* **DATA PROVIDED**:
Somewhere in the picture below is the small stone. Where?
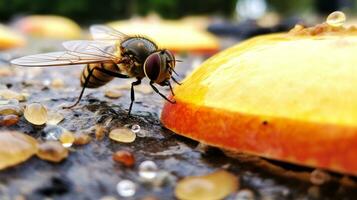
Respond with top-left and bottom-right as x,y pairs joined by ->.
0,115 -> 20,126
47,111 -> 64,125
109,128 -> 136,143
0,89 -> 26,101
175,170 -> 238,200
139,160 -> 158,180
24,103 -> 47,125
73,133 -> 92,145
51,78 -> 64,88
0,104 -> 22,116
117,180 -> 136,197
36,141 -> 68,162
113,150 -> 135,167
310,169 -> 331,185
104,88 -> 123,99
234,189 -> 255,200
59,130 -> 75,148
0,131 -> 38,170
94,124 -> 107,140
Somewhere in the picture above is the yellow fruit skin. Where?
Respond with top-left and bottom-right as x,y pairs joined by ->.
161,33 -> 357,175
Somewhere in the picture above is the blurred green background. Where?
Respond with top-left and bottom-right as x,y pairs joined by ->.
0,0 -> 357,24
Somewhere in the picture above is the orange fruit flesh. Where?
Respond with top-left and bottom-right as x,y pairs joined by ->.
161,32 -> 357,175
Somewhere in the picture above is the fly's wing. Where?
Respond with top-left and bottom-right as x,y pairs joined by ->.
89,25 -> 130,41
11,51 -> 111,67
11,40 -> 120,67
62,40 -> 120,61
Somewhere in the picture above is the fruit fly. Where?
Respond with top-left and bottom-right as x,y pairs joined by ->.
11,25 -> 179,115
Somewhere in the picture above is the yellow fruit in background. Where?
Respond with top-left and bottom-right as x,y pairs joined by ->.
15,15 -> 81,39
0,24 -> 26,50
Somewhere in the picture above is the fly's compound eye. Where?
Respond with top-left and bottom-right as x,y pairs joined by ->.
144,52 -> 162,81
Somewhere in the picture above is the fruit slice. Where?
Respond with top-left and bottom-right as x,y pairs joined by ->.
161,23 -> 357,175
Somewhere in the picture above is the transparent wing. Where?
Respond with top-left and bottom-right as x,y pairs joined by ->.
62,40 -> 120,60
11,51 -> 111,67
89,25 -> 129,41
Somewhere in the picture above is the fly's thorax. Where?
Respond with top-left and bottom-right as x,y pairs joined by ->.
80,62 -> 118,88
121,37 -> 157,64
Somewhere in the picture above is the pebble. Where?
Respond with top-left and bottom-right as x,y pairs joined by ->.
0,115 -> 20,126
117,180 -> 136,197
139,160 -> 158,180
109,128 -> 136,143
24,103 -> 48,125
112,150 -> 135,167
0,104 -> 22,116
0,89 -> 26,101
0,131 -> 38,170
175,170 -> 238,200
36,141 -> 68,162
73,133 -> 92,145
47,111 -> 64,125
59,130 -> 75,148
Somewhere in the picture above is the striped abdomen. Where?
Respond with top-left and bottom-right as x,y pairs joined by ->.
81,63 -> 118,88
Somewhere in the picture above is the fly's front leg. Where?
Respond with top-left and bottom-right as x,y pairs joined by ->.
128,79 -> 141,115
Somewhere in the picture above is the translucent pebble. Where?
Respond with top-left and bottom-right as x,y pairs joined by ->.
43,125 -> 64,140
0,104 -> 22,116
0,89 -> 26,101
310,169 -> 331,185
0,131 -> 38,170
326,11 -> 346,27
175,170 -> 238,200
24,103 -> 47,125
139,160 -> 158,180
117,180 -> 136,197
109,128 -> 136,143
113,150 -> 135,167
73,133 -> 92,145
234,189 -> 255,200
0,115 -> 19,126
131,124 -> 140,133
47,111 -> 64,125
36,141 -> 68,162
104,88 -> 123,99
59,130 -> 75,148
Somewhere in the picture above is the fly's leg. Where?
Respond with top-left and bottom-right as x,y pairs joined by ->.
63,67 -> 130,109
150,81 -> 176,103
128,79 -> 141,115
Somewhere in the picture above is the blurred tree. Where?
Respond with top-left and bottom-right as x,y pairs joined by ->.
0,0 -> 237,23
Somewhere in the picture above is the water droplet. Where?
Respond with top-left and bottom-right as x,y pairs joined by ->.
117,180 -> 136,197
326,11 -> 346,27
36,141 -> 68,162
24,103 -> 47,125
59,130 -> 75,148
131,124 -> 140,133
139,160 -> 158,180
113,150 -> 135,167
109,128 -> 136,143
175,170 -> 238,199
47,111 -> 64,125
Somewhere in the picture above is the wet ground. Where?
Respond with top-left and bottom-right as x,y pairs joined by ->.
0,43 -> 357,200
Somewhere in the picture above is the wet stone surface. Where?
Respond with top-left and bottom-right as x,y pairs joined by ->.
0,52 -> 357,200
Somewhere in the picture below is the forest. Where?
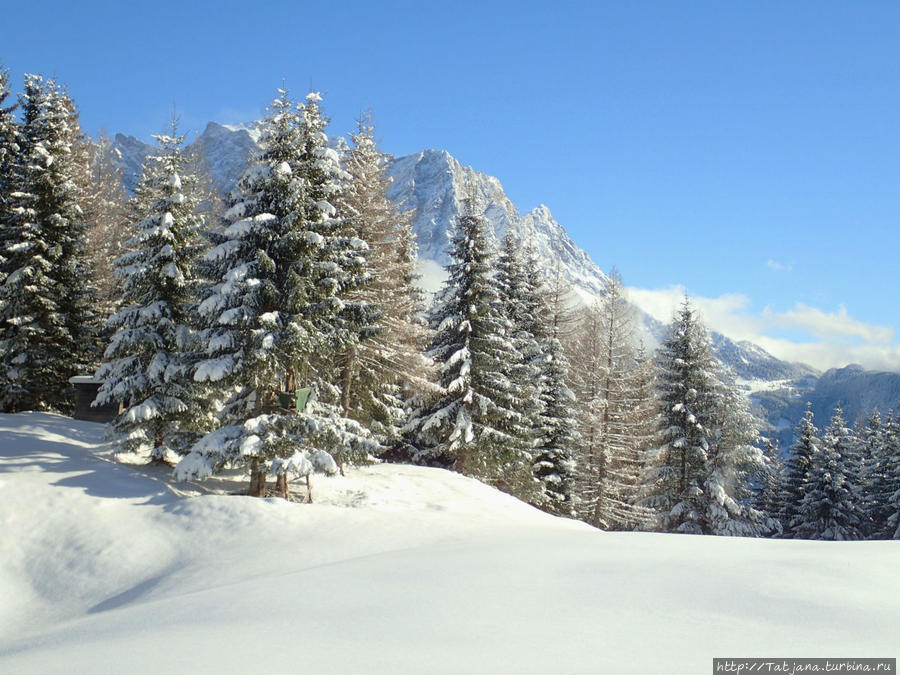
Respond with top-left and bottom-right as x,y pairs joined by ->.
0,70 -> 900,540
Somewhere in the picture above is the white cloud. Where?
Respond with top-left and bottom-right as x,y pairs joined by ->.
763,302 -> 894,343
628,286 -> 900,372
766,258 -> 794,272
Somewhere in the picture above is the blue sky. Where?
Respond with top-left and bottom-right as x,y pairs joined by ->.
0,0 -> 900,370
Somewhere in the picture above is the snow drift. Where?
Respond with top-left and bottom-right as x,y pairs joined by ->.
0,413 -> 900,673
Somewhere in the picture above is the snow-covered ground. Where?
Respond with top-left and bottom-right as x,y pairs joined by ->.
0,413 -> 900,674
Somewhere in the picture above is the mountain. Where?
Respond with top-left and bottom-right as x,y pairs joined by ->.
752,364 -> 900,448
115,122 -> 828,436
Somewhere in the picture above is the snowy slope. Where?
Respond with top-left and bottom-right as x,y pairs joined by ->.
0,413 -> 900,674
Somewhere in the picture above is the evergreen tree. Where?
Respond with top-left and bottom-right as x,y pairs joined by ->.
643,301 -> 717,534
413,203 -> 527,481
97,121 -> 211,461
781,403 -> 821,536
74,136 -> 131,322
338,120 -> 429,446
642,301 -> 771,535
0,75 -> 96,411
704,378 -> 779,536
496,231 -> 546,503
0,65 -> 19,222
865,411 -> 900,539
572,270 -> 646,529
176,91 -> 377,496
856,408 -> 887,538
792,406 -> 861,541
528,258 -> 578,516
754,439 -> 784,535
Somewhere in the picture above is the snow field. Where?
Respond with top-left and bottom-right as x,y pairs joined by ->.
0,413 -> 900,674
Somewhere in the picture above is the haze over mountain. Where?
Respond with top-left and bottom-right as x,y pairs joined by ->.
115,122 -> 900,445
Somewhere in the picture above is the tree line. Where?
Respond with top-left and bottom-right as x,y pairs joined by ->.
0,63 -> 900,539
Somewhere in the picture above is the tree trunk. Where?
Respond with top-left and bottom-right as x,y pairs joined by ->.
247,458 -> 266,497
275,473 -> 291,500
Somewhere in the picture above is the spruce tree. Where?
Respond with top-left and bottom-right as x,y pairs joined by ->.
856,408 -> 888,538
97,121 -> 211,462
0,65 -> 19,222
792,406 -> 861,541
0,75 -> 96,411
704,374 -> 778,536
528,262 -> 578,516
75,136 -> 131,322
753,439 -> 784,535
496,231 -> 546,503
412,202 -> 527,482
642,301 -> 717,534
176,91 -> 377,496
338,119 -> 429,447
781,403 -> 821,537
865,411 -> 900,539
642,301 -> 771,535
572,270 -> 645,529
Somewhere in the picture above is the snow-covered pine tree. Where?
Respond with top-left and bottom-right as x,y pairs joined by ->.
495,231 -> 546,503
0,75 -> 96,411
704,374 -> 779,537
642,300 -> 771,535
856,408 -> 887,539
875,411 -> 900,539
753,439 -> 784,536
781,403 -> 822,537
792,406 -> 862,541
864,411 -> 900,539
0,65 -> 19,311
97,120 -> 212,462
0,64 -> 19,218
411,206 -> 527,482
571,269 -> 646,529
528,263 -> 578,516
337,118 -> 429,447
175,91 -> 378,496
75,136 -> 131,322
642,300 -> 718,534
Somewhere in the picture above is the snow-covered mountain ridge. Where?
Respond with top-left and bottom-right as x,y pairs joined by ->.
109,122 -> 812,390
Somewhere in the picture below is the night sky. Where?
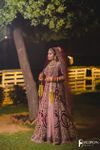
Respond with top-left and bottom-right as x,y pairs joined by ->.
0,1 -> 100,71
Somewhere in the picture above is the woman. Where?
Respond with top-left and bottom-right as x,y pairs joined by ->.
32,47 -> 77,144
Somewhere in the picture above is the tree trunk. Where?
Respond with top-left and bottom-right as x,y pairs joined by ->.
13,28 -> 38,120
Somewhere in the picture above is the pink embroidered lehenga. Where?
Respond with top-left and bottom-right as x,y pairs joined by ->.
32,47 -> 77,144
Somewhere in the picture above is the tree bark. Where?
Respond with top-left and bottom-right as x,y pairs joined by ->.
13,28 -> 38,121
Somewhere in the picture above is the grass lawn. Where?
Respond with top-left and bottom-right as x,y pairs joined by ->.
0,93 -> 100,150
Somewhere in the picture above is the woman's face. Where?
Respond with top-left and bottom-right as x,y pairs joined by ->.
48,50 -> 55,61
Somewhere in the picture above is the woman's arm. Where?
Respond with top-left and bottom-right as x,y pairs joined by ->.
38,72 -> 44,81
45,75 -> 65,82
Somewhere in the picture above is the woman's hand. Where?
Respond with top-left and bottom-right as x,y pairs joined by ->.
38,72 -> 43,81
45,77 -> 53,82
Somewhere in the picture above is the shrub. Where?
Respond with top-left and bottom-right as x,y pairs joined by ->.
9,85 -> 27,105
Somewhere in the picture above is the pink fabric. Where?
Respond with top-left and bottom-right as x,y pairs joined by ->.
32,47 -> 77,144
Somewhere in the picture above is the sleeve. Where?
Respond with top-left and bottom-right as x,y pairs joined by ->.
58,63 -> 64,76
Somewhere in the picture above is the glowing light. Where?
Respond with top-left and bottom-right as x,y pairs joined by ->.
67,56 -> 74,65
4,35 -> 8,39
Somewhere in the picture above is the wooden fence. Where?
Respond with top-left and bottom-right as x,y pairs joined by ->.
0,66 -> 100,103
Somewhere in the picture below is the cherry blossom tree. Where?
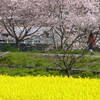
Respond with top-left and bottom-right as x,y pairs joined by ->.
0,0 -> 41,48
40,0 -> 100,76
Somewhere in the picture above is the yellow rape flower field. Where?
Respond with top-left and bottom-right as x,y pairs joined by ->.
0,75 -> 100,100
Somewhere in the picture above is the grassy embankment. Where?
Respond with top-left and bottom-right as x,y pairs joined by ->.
0,52 -> 100,77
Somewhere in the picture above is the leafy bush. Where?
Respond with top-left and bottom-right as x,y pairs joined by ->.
80,71 -> 93,78
3,43 -> 18,52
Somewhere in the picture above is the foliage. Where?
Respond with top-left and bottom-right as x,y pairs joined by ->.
2,43 -> 18,52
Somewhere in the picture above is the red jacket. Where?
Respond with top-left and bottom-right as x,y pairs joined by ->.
87,36 -> 96,45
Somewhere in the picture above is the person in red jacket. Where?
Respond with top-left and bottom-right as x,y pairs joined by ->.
87,33 -> 96,54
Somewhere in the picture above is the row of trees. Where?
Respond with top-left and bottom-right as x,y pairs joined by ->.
0,0 -> 100,76
0,0 -> 100,49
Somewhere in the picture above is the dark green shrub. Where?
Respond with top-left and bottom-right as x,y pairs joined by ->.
3,43 -> 18,52
80,71 -> 93,78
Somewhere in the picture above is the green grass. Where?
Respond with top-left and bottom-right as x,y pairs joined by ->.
0,67 -> 63,76
0,67 -> 100,79
0,52 -> 52,66
0,52 -> 100,70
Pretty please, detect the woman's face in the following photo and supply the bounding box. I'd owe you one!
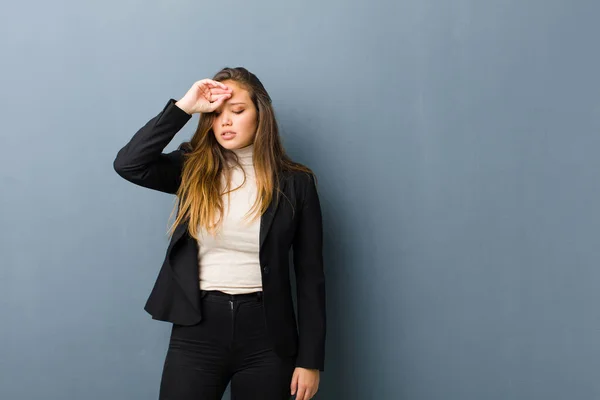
[212,80,257,150]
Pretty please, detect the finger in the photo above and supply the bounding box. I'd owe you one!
[206,79,228,89]
[210,88,231,94]
[296,386,306,400]
[210,93,231,104]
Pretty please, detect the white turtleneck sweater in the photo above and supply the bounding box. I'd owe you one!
[198,144,262,294]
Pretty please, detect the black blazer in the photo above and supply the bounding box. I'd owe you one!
[113,99,326,371]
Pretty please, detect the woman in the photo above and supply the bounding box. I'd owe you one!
[114,68,326,400]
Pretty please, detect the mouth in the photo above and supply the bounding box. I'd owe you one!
[221,131,236,139]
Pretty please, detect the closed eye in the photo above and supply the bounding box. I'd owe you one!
[214,110,244,115]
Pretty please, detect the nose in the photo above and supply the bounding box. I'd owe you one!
[221,116,231,126]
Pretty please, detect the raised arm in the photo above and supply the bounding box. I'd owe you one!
[113,99,192,194]
[113,79,231,194]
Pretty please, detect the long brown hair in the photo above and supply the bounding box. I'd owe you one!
[169,67,314,239]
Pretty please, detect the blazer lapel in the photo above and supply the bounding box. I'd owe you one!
[167,175,285,309]
[258,176,285,249]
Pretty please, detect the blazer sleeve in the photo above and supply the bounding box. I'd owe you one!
[113,99,192,194]
[292,174,326,371]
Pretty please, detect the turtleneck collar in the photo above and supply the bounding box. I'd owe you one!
[232,143,254,167]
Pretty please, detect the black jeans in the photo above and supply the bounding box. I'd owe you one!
[160,291,295,400]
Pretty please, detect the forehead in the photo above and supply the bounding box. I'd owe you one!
[222,80,251,104]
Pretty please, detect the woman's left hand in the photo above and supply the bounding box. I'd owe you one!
[291,367,319,400]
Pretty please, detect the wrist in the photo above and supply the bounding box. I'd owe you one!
[175,100,192,115]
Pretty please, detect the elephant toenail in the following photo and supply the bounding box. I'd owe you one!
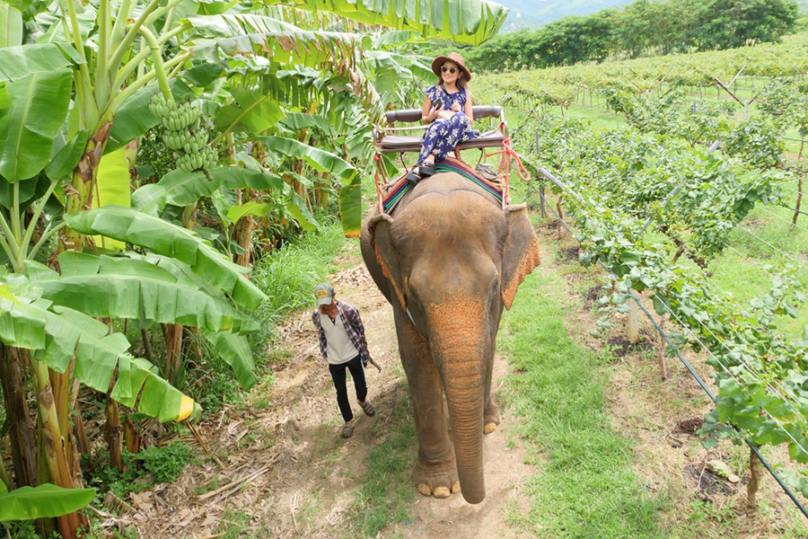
[435,486,451,498]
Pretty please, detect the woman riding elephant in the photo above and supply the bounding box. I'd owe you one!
[407,52,478,185]
[362,172,539,503]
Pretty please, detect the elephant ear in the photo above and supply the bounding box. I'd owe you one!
[500,204,540,310]
[368,214,407,310]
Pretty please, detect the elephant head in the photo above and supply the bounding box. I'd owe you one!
[363,174,539,503]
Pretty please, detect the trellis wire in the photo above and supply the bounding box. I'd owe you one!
[539,167,808,428]
[539,173,808,518]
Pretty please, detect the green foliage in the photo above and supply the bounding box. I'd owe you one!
[504,103,808,478]
[0,483,95,522]
[462,0,797,72]
[349,386,417,537]
[136,442,196,484]
[89,442,196,499]
[253,222,345,325]
[499,264,664,539]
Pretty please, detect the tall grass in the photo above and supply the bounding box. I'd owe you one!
[252,221,345,341]
[499,268,668,539]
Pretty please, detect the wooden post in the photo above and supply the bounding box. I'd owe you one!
[539,184,547,217]
[659,314,668,380]
[746,449,760,512]
[628,294,640,344]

* **WHAT IS ASKED**: Rewrite the entries from the line containing "Somewhere in the picture above is the tree line." through the line containing "275,473 -> 291,500", changing "tree trunk" to "birch trunk" and leaving everything else as it is.

* **RESPONSE TO THIS EXERCISE**:
Somewhere in the picture above is the tree line. Where?
Respond with top-left and bottom-right as x,y pairs joined by ->.
0,63 -> 900,539
Somewhere in the picture above is the birch trunk. Where?
Respond with top-left and bottom-right as x,y pairs joined by ->.
247,458 -> 266,497
275,473 -> 291,500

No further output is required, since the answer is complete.